** begin SUPPLIED DATA **

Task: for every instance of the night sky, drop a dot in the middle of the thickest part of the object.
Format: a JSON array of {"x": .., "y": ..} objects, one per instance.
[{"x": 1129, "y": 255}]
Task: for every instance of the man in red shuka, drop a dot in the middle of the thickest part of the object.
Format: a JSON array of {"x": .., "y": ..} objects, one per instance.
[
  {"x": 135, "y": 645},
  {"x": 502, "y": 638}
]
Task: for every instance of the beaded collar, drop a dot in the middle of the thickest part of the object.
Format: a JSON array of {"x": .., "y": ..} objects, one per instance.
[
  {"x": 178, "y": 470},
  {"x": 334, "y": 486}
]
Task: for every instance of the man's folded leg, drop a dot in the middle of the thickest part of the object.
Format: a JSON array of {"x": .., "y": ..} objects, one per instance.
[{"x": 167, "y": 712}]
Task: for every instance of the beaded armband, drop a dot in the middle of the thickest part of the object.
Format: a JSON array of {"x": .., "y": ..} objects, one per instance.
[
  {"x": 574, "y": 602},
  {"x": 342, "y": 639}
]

** end SUPPLIED DATA **
** begin SUPPLIED DATA **

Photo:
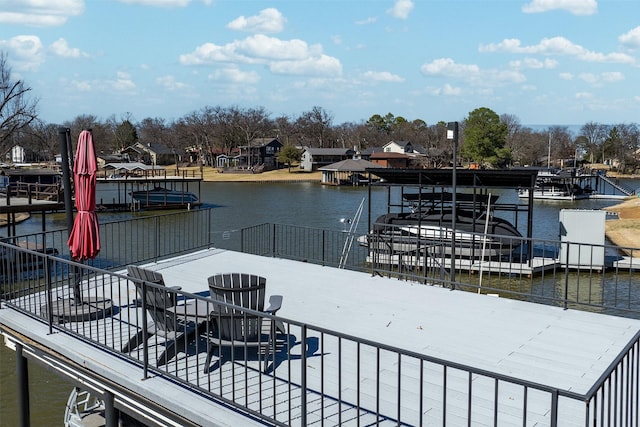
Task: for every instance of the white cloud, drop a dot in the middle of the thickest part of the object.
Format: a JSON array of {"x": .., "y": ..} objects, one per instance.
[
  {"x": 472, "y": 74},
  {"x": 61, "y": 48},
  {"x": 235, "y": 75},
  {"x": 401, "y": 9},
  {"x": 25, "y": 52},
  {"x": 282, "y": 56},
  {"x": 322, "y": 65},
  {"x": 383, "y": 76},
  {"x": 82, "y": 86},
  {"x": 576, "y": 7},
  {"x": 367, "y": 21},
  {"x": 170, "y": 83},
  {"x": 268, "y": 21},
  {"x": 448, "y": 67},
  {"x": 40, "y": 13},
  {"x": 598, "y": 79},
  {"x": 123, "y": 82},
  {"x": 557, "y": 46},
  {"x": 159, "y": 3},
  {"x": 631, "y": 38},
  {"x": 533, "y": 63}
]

** end SUPPLIED DATA **

_TASK DESCRIPTION:_ Return every line above that contains the word "beaded". Case counts.

_WRITTEN REPLY:_
Task: for every instance of the beaded collar, drop a dot in the middle of the thickest part of the object.
Task: for every instance of the beaded armband, drop a dot in the middle of the thickest part of the object.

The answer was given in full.